* _Requirements_:
Retype every entry exactly, character for character.
— START OF Excerpted records —
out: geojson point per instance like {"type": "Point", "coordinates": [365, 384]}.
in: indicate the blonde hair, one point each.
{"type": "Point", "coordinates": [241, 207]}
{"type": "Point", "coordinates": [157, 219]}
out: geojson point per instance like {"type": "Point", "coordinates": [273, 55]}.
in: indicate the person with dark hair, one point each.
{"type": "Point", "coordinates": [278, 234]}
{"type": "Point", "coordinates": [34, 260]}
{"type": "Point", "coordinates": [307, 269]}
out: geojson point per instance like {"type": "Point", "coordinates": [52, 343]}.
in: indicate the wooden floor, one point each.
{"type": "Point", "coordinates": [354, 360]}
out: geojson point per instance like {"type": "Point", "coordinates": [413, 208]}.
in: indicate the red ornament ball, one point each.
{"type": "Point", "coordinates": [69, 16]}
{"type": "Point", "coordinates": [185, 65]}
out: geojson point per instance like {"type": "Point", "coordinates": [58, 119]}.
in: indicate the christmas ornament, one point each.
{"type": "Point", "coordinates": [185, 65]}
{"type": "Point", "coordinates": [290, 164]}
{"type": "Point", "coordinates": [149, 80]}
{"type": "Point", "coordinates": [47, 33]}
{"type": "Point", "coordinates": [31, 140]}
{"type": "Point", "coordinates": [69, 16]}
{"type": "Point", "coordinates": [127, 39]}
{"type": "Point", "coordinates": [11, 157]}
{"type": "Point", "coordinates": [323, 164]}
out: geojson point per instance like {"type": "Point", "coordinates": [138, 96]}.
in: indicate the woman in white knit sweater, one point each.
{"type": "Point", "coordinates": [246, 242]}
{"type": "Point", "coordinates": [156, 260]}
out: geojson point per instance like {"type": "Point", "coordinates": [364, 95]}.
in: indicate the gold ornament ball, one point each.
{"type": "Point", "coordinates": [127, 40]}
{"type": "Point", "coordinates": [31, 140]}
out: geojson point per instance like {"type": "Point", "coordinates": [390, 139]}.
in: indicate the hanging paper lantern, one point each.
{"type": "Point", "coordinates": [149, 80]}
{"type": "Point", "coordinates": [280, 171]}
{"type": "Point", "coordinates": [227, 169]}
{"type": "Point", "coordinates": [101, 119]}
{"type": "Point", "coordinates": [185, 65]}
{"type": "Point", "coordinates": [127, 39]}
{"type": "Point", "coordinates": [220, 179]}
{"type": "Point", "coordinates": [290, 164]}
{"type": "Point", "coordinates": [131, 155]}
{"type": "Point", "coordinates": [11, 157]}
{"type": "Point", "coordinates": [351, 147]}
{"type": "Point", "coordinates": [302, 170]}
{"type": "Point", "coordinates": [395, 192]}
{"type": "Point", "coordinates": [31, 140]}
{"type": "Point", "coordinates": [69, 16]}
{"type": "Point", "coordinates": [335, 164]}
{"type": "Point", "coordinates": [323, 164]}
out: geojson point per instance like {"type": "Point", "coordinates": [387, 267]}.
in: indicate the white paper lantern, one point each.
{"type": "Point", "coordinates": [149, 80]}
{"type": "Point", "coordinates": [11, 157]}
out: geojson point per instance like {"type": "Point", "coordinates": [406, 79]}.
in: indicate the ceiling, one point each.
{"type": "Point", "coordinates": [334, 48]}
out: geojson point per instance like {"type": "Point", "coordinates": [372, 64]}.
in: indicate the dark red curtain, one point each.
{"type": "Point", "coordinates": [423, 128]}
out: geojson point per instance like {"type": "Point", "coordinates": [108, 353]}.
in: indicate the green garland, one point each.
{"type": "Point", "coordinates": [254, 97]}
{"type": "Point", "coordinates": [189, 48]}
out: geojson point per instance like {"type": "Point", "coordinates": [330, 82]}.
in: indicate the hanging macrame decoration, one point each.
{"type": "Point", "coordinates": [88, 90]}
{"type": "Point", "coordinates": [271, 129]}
— END OF Excerpted records —
* _Solution for this task_:
out: geojson point per instance like {"type": "Point", "coordinates": [365, 384]}.
in: indicate the blonde hair, one point each.
{"type": "Point", "coordinates": [241, 207]}
{"type": "Point", "coordinates": [157, 219]}
out: geojson point per instance like {"type": "Point", "coordinates": [273, 55]}.
in: indicate the person with dark hair, one point each.
{"type": "Point", "coordinates": [278, 234]}
{"type": "Point", "coordinates": [34, 260]}
{"type": "Point", "coordinates": [307, 269]}
out: geojson point per instance like {"type": "Point", "coordinates": [52, 343]}.
in: indicate the wooden floor, one point each.
{"type": "Point", "coordinates": [354, 360]}
out: geojson point per instance like {"type": "Point", "coordinates": [413, 208]}.
in: indicate the red ornament ball, one point each.
{"type": "Point", "coordinates": [69, 16]}
{"type": "Point", "coordinates": [185, 65]}
out: geojson point per instance like {"type": "Point", "coordinates": [58, 119]}.
in: indicate the christmas ornament, one point each.
{"type": "Point", "coordinates": [185, 65]}
{"type": "Point", "coordinates": [290, 164]}
{"type": "Point", "coordinates": [149, 80]}
{"type": "Point", "coordinates": [47, 33]}
{"type": "Point", "coordinates": [31, 140]}
{"type": "Point", "coordinates": [69, 16]}
{"type": "Point", "coordinates": [127, 39]}
{"type": "Point", "coordinates": [11, 157]}
{"type": "Point", "coordinates": [323, 164]}
out: geojson point per instance like {"type": "Point", "coordinates": [138, 96]}.
in: indicate the woman in white knit sweater, one point each.
{"type": "Point", "coordinates": [246, 242]}
{"type": "Point", "coordinates": [156, 260]}
out: geojson point per instance like {"type": "Point", "coordinates": [364, 95]}.
in: indicate the gold ornament ball, one point each.
{"type": "Point", "coordinates": [127, 40]}
{"type": "Point", "coordinates": [31, 140]}
out: geojson point per instance like {"type": "Point", "coordinates": [390, 139]}.
in: indicate the hanging paper lantern, one point each.
{"type": "Point", "coordinates": [149, 80]}
{"type": "Point", "coordinates": [280, 171]}
{"type": "Point", "coordinates": [227, 169]}
{"type": "Point", "coordinates": [101, 119]}
{"type": "Point", "coordinates": [185, 65]}
{"type": "Point", "coordinates": [127, 39]}
{"type": "Point", "coordinates": [220, 179]}
{"type": "Point", "coordinates": [290, 164]}
{"type": "Point", "coordinates": [131, 155]}
{"type": "Point", "coordinates": [11, 157]}
{"type": "Point", "coordinates": [351, 147]}
{"type": "Point", "coordinates": [302, 170]}
{"type": "Point", "coordinates": [395, 192]}
{"type": "Point", "coordinates": [31, 140]}
{"type": "Point", "coordinates": [69, 16]}
{"type": "Point", "coordinates": [335, 164]}
{"type": "Point", "coordinates": [323, 164]}
out: geojson point per instance like {"type": "Point", "coordinates": [387, 267]}.
in: indicate the white paper lantern, one point each.
{"type": "Point", "coordinates": [149, 80]}
{"type": "Point", "coordinates": [11, 157]}
out: geojson point per instance like {"type": "Point", "coordinates": [406, 79]}.
in: indicate the ceiling, one point each.
{"type": "Point", "coordinates": [334, 48]}
out: geojson point per instance like {"type": "Point", "coordinates": [372, 64]}.
in: indicate the dark red curtain, one point each.
{"type": "Point", "coordinates": [423, 128]}
out: geojson point per instance like {"type": "Point", "coordinates": [108, 353]}.
in: indicate the green garland, one point each.
{"type": "Point", "coordinates": [254, 97]}
{"type": "Point", "coordinates": [189, 48]}
out: geojson point per instance like {"type": "Point", "coordinates": [330, 82]}.
in: indicate the hanging macrame decoration, one point each.
{"type": "Point", "coordinates": [88, 90]}
{"type": "Point", "coordinates": [271, 129]}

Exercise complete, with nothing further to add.